━━━━━ SELECTED PASSAGE ━━━━━
Nicola's mum takes centre stage
Who's that behind the microphone?
The occasion was a public meeting in Albrighton in 1969, and while the person standing up and speaking is the Wrekin MP of the day, Gerry Fowler, Nicola Jones has recognised her mother as being the lady on the platform in this photo we published in Pictures From The Archive the other day.
"That is my mum sitting by the microphone," said Nicola, who lives near Whitchurch.
"My parents lived in Shaw Lane, Albrighton. My mother was head of the lower school at Highfields School, Wolverhampton, and I think she was there because of what they were discussing – they were talking about having a secondary school in Albrighton."
Her name was Dr Eileen Jones, married to Iowerth Jones, who was known to everybody as Toma Jones. Toma died in 1988 and Eileen in 2003.
Nicola said: "My father was the Director of Nurse Education at Wolverhampton from 1962 to 1980. They had met when my mother was nursing in London. Age 23, she was known as 'Sunshine' by her patients, but working all through the Blitz completely traumatised her, and she once said to me that it was heartbreaking to see so many young men brought in after the night’s bombardment, dying on her watch.
━━━━━ THE DATA ━━━━━
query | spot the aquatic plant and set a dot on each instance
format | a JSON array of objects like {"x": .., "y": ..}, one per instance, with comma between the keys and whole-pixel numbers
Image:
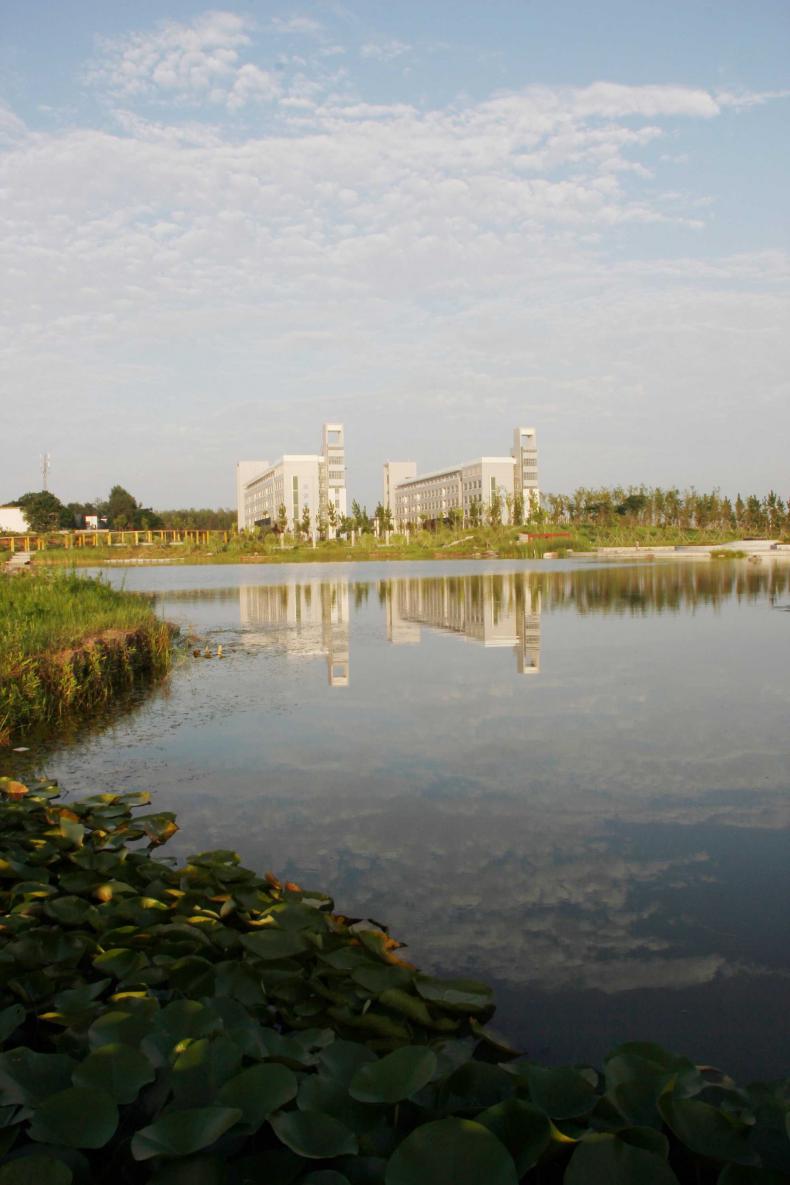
━━━━━
WHAT IS REQUIRED: Copy the stretch of the article about Nicola's mum from "The occasion was" through "lives near Whitchurch.", substituting "stage" for "platform".

RESPONSE TO THE TASK:
The occasion was a public meeting in Albrighton in 1969, and while the person standing up and speaking is the Wrekin MP of the day, Gerry Fowler, Nicola Jones has recognised her mother as being the lady on the stage in this photo we published in Pictures From The Archive the other day.
"That is my mum sitting by the microphone," said Nicola, who lives near Whitchurch.